PROBLEM: Start to finish, repeat the records exactly.

DATA EXTRACT below:

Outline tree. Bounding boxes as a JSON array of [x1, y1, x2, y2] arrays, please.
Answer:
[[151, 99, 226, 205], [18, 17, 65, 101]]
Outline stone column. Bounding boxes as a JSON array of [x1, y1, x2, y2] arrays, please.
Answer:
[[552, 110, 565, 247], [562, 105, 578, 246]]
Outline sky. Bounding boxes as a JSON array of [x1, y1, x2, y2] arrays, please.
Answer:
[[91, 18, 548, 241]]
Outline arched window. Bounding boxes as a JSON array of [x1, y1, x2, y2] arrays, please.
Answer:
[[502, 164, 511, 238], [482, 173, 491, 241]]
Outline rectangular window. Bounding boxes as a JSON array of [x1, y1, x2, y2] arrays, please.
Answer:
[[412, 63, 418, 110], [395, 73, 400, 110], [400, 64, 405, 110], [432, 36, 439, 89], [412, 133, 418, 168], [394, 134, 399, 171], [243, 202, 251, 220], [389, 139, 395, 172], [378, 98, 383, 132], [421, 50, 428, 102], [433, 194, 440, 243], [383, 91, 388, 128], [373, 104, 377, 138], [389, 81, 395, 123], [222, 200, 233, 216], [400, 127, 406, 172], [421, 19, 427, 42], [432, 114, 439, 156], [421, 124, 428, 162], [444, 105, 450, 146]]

End of DATA EXTRACT.

ANSWER TO THIS PROBLEM:
Outline tree. Bounding boxes as a JSON array of [x1, y1, x2, y2] arrays, please.
Answer:
[[151, 99, 226, 205], [18, 17, 65, 101]]
Outline stone column. Bounding boxes as a JSON array of [x1, y1, x2, y2] arrays, please.
Answer:
[[552, 110, 565, 247], [562, 105, 578, 246]]
Outline sky. Bounding boxes as a JSON array of [x1, y1, x2, y2] arrays, please.
Answer:
[[91, 18, 548, 241]]
Outline arched window. Bounding boxes as a JSON array of [x1, y1, x2, y2] arrays, please.
Answer:
[[502, 164, 511, 238], [482, 173, 491, 241]]
Outline rectangular window. Bounding boxes as a JSON array of [x1, y1, x2, y2] arrays, please.
Answer:
[[412, 63, 418, 110], [395, 73, 400, 110], [400, 64, 405, 110], [432, 36, 439, 89], [412, 133, 418, 168], [394, 134, 399, 171], [243, 202, 251, 220], [389, 139, 395, 172], [378, 98, 383, 132], [421, 50, 428, 102], [433, 194, 440, 243], [383, 91, 388, 128], [373, 104, 377, 138], [389, 81, 395, 123], [222, 200, 233, 216], [400, 127, 406, 172], [421, 19, 427, 42], [432, 114, 439, 156], [421, 124, 428, 162], [444, 105, 450, 146]]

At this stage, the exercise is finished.